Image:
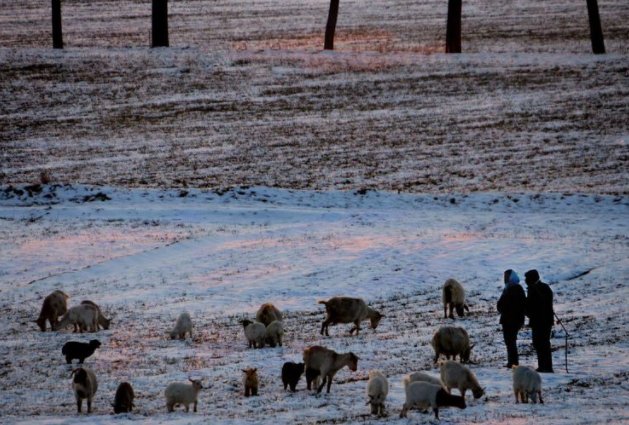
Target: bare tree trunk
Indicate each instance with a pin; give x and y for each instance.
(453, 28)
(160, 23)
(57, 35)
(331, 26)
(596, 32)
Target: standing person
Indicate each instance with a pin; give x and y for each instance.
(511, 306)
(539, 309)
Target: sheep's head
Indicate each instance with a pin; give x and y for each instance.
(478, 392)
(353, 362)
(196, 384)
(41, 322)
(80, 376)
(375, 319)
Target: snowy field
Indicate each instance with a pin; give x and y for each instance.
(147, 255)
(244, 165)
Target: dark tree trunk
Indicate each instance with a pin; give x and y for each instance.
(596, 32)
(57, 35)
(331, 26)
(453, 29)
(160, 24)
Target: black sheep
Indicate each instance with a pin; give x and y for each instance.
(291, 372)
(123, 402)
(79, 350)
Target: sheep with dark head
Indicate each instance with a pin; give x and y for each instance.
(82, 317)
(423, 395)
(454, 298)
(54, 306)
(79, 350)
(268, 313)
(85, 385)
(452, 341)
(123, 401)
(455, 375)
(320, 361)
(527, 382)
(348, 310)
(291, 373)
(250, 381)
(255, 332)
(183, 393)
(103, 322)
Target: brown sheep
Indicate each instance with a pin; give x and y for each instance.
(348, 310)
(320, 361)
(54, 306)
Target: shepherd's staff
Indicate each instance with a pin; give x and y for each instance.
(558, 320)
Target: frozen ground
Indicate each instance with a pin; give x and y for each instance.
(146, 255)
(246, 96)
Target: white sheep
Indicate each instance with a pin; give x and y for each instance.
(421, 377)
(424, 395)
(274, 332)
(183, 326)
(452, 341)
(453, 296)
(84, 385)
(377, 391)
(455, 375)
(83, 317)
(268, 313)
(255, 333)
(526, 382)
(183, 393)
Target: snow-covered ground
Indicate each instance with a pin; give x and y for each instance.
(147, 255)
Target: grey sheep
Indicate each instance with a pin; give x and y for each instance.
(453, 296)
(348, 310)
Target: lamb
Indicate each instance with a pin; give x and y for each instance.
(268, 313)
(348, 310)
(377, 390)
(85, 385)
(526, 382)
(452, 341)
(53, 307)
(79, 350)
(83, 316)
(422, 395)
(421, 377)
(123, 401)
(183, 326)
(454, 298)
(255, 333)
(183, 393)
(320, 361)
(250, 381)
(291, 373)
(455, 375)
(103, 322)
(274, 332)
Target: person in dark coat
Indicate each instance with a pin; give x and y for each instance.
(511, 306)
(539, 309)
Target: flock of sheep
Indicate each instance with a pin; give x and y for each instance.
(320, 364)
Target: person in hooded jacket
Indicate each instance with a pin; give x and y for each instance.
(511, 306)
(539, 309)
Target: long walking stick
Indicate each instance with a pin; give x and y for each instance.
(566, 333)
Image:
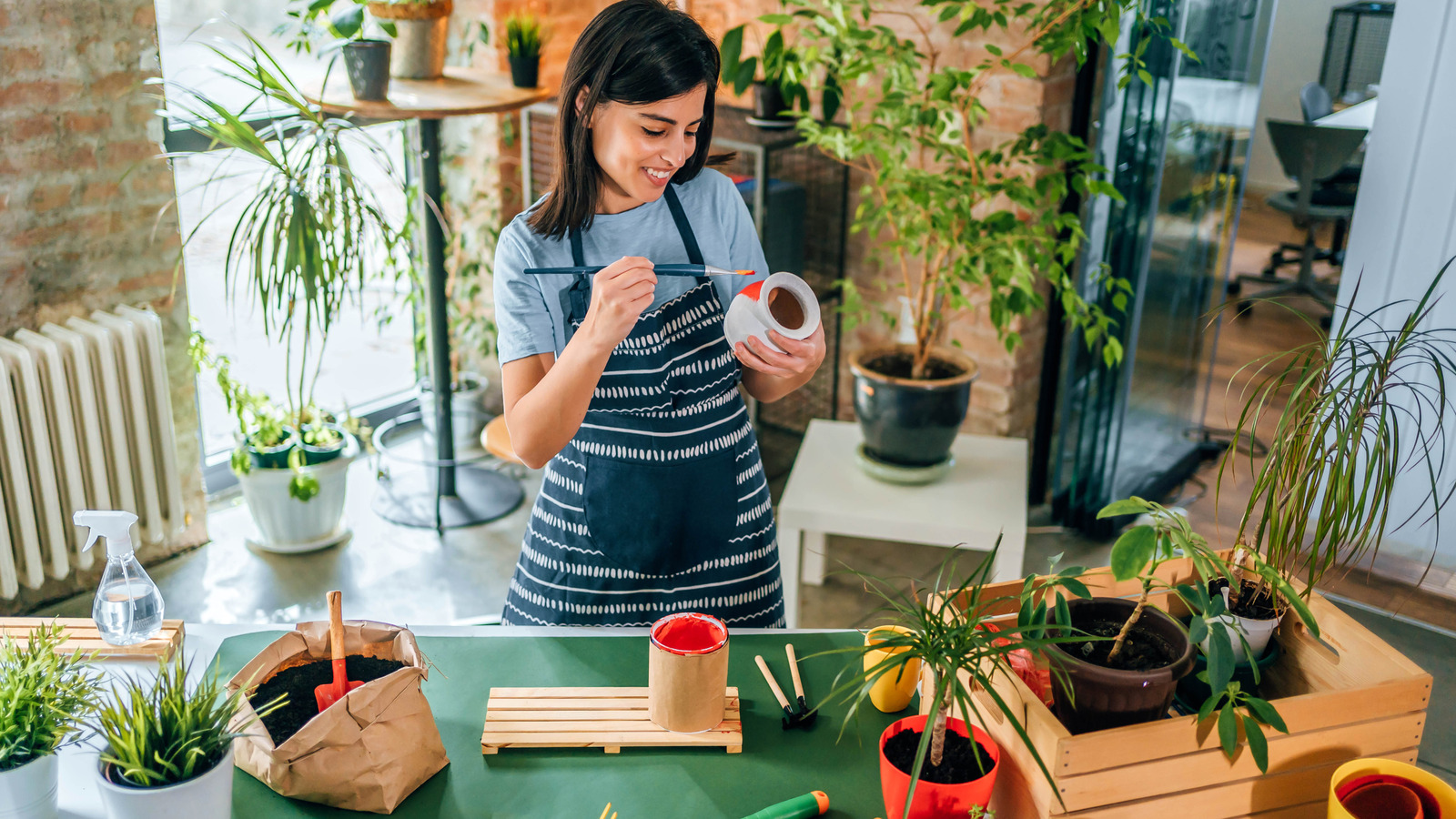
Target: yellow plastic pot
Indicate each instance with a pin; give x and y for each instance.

# # #

» Exercise description: Reproduce every item above verbatim, leaving out the pictures.

» Task response:
Image:
Target: bare tree trunk
Indicate each instance with a pin; give x and y for each instance.
(453, 28)
(160, 23)
(57, 35)
(331, 26)
(596, 32)
Target: standing person
Indicate each instance with a pin; give x and y for each instance.
(511, 306)
(539, 309)
Target: sheep's head
Indicate each instance with a pin; give x and y for each instance.
(478, 392)
(353, 362)
(196, 384)
(41, 322)
(80, 376)
(375, 319)
Target: snowy field
Indicate each instance with a pin; give x and y for each instance.
(147, 255)
(244, 165)
Target: dark tree trunk
Indicate each instance with a pin; give x and y for each instance.
(596, 32)
(57, 35)
(331, 26)
(453, 29)
(160, 24)
Target: black sheep
Indicate each instance with a pin; give x and y for each instance.
(291, 372)
(123, 402)
(79, 350)
Target: sheep with dark head
Indicate each instance with a pin; give x and y for each instance.
(82, 317)
(423, 395)
(454, 298)
(54, 306)
(79, 350)
(268, 313)
(85, 385)
(452, 341)
(123, 401)
(455, 375)
(320, 361)
(527, 382)
(348, 310)
(291, 373)
(250, 381)
(255, 332)
(183, 393)
(103, 322)
Target: brown sheep
Indicate each instance with a pin; give x and y for each instance.
(348, 310)
(320, 361)
(54, 306)
Target: shepherd's staff
Indicate each instance with a pin; give x and y for each instance.
(558, 320)
Target: frozen ground
Indicate each instance with a pin; give x and y for each instance.
(146, 255)
(246, 96)
Target: white sheep
Indicate each instance with a pin; give x and y for each instance.
(421, 377)
(424, 395)
(274, 332)
(183, 326)
(452, 341)
(453, 296)
(84, 385)
(377, 391)
(455, 375)
(83, 317)
(268, 313)
(255, 333)
(526, 382)
(183, 393)
Target: snow-covered ground
Indicate each instance with a pin; give x and y for each instance.
(147, 255)
Target: grey sheep
Indicate each instance with a pin; give x and y for each instance.
(453, 296)
(348, 310)
Target: lamb
Indicate each instance with a pin; give x and y for each instance.
(268, 313)
(348, 310)
(377, 390)
(85, 385)
(526, 382)
(452, 341)
(53, 307)
(79, 350)
(83, 316)
(422, 395)
(421, 377)
(123, 401)
(183, 326)
(454, 298)
(255, 333)
(183, 393)
(320, 361)
(250, 381)
(291, 373)
(455, 375)
(103, 322)
(274, 332)
Target: person in dark coat
Indicate each instance with a pin; give x and y for each instance.
(511, 306)
(539, 309)
Target: flock of sheep
Indicate each instance with a pin; give x and y for each instance.
(320, 364)
Target: person in hooded jacket
Indicate each instance with a pin; give x and y for each instance.
(511, 306)
(539, 309)
Target: long walking stick
Indicate each instance with a pin; give x and y for each instance.
(566, 333)
Image:
Target: yellow plastic pot
Indicate each instance with a pin; give x and y for each instance.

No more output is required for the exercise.